Task to complete: In full and unaltered, output the records below.

Records for this task:
-.-.-
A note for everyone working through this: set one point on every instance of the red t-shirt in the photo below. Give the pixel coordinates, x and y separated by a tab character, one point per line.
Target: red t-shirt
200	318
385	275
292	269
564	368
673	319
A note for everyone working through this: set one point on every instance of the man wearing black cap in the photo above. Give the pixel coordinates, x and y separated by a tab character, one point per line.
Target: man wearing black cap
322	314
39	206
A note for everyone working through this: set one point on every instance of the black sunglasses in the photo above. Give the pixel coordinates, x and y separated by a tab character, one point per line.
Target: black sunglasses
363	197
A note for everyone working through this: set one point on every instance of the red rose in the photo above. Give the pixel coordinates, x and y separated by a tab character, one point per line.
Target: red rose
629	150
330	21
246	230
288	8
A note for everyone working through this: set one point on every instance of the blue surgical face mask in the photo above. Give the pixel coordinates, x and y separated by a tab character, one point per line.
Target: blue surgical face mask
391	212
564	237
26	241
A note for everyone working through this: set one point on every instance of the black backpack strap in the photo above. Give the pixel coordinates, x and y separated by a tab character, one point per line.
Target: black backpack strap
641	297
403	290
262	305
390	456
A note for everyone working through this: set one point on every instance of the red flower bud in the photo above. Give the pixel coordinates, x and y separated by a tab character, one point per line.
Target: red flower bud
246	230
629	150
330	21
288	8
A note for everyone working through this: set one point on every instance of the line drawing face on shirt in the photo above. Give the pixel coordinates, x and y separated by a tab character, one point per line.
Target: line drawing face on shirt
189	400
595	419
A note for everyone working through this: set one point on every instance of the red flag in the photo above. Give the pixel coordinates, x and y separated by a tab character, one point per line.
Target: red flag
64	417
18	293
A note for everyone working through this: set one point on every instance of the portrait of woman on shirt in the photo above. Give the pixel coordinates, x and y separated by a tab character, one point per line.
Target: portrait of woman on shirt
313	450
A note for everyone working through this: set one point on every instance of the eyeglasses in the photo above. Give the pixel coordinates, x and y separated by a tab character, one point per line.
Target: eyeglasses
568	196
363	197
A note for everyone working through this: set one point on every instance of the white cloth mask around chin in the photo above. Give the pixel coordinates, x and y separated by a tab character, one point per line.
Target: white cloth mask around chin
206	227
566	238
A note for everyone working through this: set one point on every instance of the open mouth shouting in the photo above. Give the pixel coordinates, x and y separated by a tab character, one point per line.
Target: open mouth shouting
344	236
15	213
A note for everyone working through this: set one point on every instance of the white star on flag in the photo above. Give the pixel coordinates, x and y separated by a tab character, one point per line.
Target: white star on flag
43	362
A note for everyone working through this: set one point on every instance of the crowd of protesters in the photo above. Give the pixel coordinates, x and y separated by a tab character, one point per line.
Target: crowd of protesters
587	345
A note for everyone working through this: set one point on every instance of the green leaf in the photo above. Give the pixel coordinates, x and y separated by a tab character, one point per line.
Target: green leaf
-.-.-
Finished exercise:
A note for everyone working through this: set one point on every instance of the red t-shirt in the photo below. Give the pixel coordinates, x and y separated by a tab character, one point per line.
Target: red t-shirt
200	318
385	275
292	269
564	368
673	319
A note for everyone working through this: set one point on every instance of the man wearing black cap in the photo above. Give the pixel coordinates, x and y separated by a tab character, one point per line.
Target: man wearing black cap
322	314
39	206
A note for everyone working through this: set one point on every instance of the black sunglasses in the photo above. Give the pixel coordinates, x and y separated by a tab character, one point per line.
Target: black sunglasses
363	197
A note for everyone working through this: set one point on every instance of the red rose in the photo above. Give the pixel coordinates, x and y separated by a tab character, one point per line.
Target: red rose
629	150
330	21
246	230
288	8
A note for everyone working through this: set one point on every instance of the blue surgical face mask in the photo above. Give the pixel coordinates, x and y separated by a tab character, one point per line.
Target: blue surgical face mask
391	212
564	237
26	241
A note for everyone working through this: set one point on every instance of the black backpack strap in the photo above. Give the pixel coordinates, x and y separated by a tab character, one point per line.
Target: black backpack strap
641	297
403	290
262	305
390	456
A note for everyone working through this: set one point on every instance of the red flower bud in the photo above. Give the pixel coordinates, x and y separated by a tab character, one point per line.
Target: red flower bud
246	230
629	150
330	21
288	8
A note for everyone working through this: set one point on every instance of the line drawing face on shirt in the photo above. Give the pixel coordinates, x and y separated by a tab character, one point per line.
Target: line drawing face on shirt
189	400
595	419
A note for everyone working through this: set one point on every instance of the red flag in the photo above. Give the pixel coordinates, x and y separated by a tab character, one point per line.
Target: red flag
64	417
18	293
A note for everyone working through this: set one point on every instance of the portrait of woman on shirt in the photo above. Give the pixel coordinates, x and y separated by a tab character, one point per line.
Target: portrait of woman on shirt
313	450
A note for everyone working through this: set one point on every instance of the eyeglasses in the photo above. Give the pixel coordinates, x and y separated by a tab character, one point per line.
Target: eyeglasses
568	196
363	197
A note for everyone working through this: set one point on every instance of the white cloth mask around chin in the photo above. Give the pixel coordinates, x and y separated by a tab character, one point per line.
Target: white cloth mask around chin
206	227
566	238
A note for everyone working through this: set one point on every instance of the open mouth shouting in the photo above. Give the pixel coordinates, x and y separated by a tab character, one point per line.
Target: open mouth shouting
344	236
15	213
A note for everyone working through this: set one point on every instance of the white star on flag in the photo above. Give the pixel coordinates, x and y separated by a tab character, one point per line.
Target: white star on flag
43	362
A note for everyone working through this: set one point on every instance of the crowd of protesters in the photo above. Give the pixel coordinates, x and y separated by a tab character, one point per line.
Target: crowd of protesters
587	345
A note for everyone working through this: set one point on every instance of the green leaf in the photo above. Give the pixel coordinates, x and y separated by a tab character, one point per line.
Target: green leaf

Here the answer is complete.